Старый Фредерикс был ближе всех к Царю; он кое-что знал из происходящего. Он был потрясен личным горем: толпа сожгла его дом, и старую больную графиню не то арестовали, не то куда-то выгнали. Но недаром он служил верой и правдой трем Императорам. В эти часы он страдал только за Царя. Он долгие часы ходил по коридору вагона, не имея сил от волнения сидеть. Удивительное, незабываемое впечатление производил этот белый как лунь старик, тщательно одетый в мундир с орденами на груди и с портретами трех императоров.

Воейков бодрился, но всем бросалось в глаза, что он подавлен и не может этого скрыть. Оскорбления и насмешки, которые бросал в его адрес хилый и тщедушный Рузский, приводили его в бессильное бешенство.

Опустив голову, понуро ходил взад и вперед князь Василий Долгорукий. На попытки заговорить с ним и обменяться мнениями он заявлял всем, слегка картавя и грассируя слова: «Нужно ли заниматься ненужными разговорами? Разве могут иметь значение наши мнения и суждения? Главное для всех нас одно: каждый должен исполнить свой долг перед Государем до конца. Не нужно преследовать своих личных интересов, а беречь только интересы Его Величества»…

Кирилл Нарышкин держался в стороне, уединенно, был задумчив, почти не участвовал в разговорах и чаще всего молчал. Другим одиночество было нестерпимо. Они сходились вместе, страстно и горячо обсуждали события, судили и рядили о мерах, которые следовало бы принять, и осуждали то прямо, то намеками Алексеева и Рузского. Это были разговоры для души; практического значения они не могли иметь, так как никто их не спрашивал и мнением их не интересовался.

Что требуется:
A - Перепишите из фрагмента текста отрывок, начиная со слов «Воейков бодрился, но» и заканчивая словами «в бессильное бешенство.».
B - Что, по фрагменту текста, толпа сделала с домом Фредерикса?

Фрагмент данных:
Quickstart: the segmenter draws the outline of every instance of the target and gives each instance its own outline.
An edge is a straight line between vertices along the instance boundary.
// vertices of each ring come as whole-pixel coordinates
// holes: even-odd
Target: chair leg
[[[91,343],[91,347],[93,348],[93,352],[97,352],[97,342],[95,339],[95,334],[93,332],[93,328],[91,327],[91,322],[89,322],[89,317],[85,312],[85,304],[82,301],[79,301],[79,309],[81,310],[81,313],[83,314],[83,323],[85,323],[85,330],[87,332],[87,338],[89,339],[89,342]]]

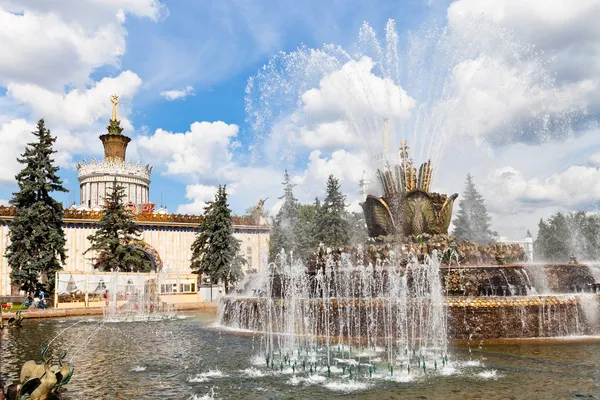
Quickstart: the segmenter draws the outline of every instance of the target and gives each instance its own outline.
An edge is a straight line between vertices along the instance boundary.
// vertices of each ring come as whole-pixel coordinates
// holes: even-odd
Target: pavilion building
[[[125,202],[142,228],[140,246],[156,265],[156,272],[190,274],[191,245],[199,230],[202,216],[172,214],[161,208],[155,211],[150,202],[152,167],[126,159],[131,139],[123,135],[117,119],[117,96],[111,96],[113,113],[108,132],[100,136],[104,146],[101,161],[85,160],[77,164],[80,204],[65,209],[64,230],[67,259],[64,272],[93,273],[94,254],[83,253],[90,246],[87,237],[97,229],[102,207],[114,182],[125,188]],[[0,206],[0,296],[18,294],[11,285],[10,267],[5,257],[9,243],[8,228],[16,215],[13,207]],[[245,271],[258,271],[265,265],[269,248],[270,227],[264,218],[233,217],[234,236],[241,241]]]

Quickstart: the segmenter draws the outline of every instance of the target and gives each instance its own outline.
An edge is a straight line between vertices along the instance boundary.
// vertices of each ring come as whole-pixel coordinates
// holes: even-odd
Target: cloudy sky
[[[432,158],[434,189],[473,174],[501,235],[596,211],[600,0],[76,3],[0,0],[0,203],[39,118],[60,200],[78,200],[116,93],[128,157],[173,212],[201,213],[221,183],[235,212],[275,211],[286,168],[301,201],[334,174],[356,207],[363,171],[377,192],[384,118],[391,148]]]

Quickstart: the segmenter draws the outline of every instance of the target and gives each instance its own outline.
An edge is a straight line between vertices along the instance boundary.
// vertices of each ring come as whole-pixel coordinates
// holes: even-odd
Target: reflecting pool
[[[600,338],[586,342],[450,346],[448,366],[372,371],[343,360],[316,372],[266,368],[258,336],[212,327],[208,314],[156,322],[26,320],[4,330],[0,369],[17,379],[43,345],[76,371],[63,399],[600,399]],[[307,367],[308,369],[308,367]]]

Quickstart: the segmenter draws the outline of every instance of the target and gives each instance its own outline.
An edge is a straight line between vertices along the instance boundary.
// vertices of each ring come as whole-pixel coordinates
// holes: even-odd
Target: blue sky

Решения по заданиям:
A -
Воейков бодрился, но всем бросалось в глаза, что он подавлен и не может этого скрыть. Оскорбления и насмешки, которые бросал в его адрес хилый и тщедушный Рузский, приводили его в бессильное бешенство.

B - Толпа сожгла его дом.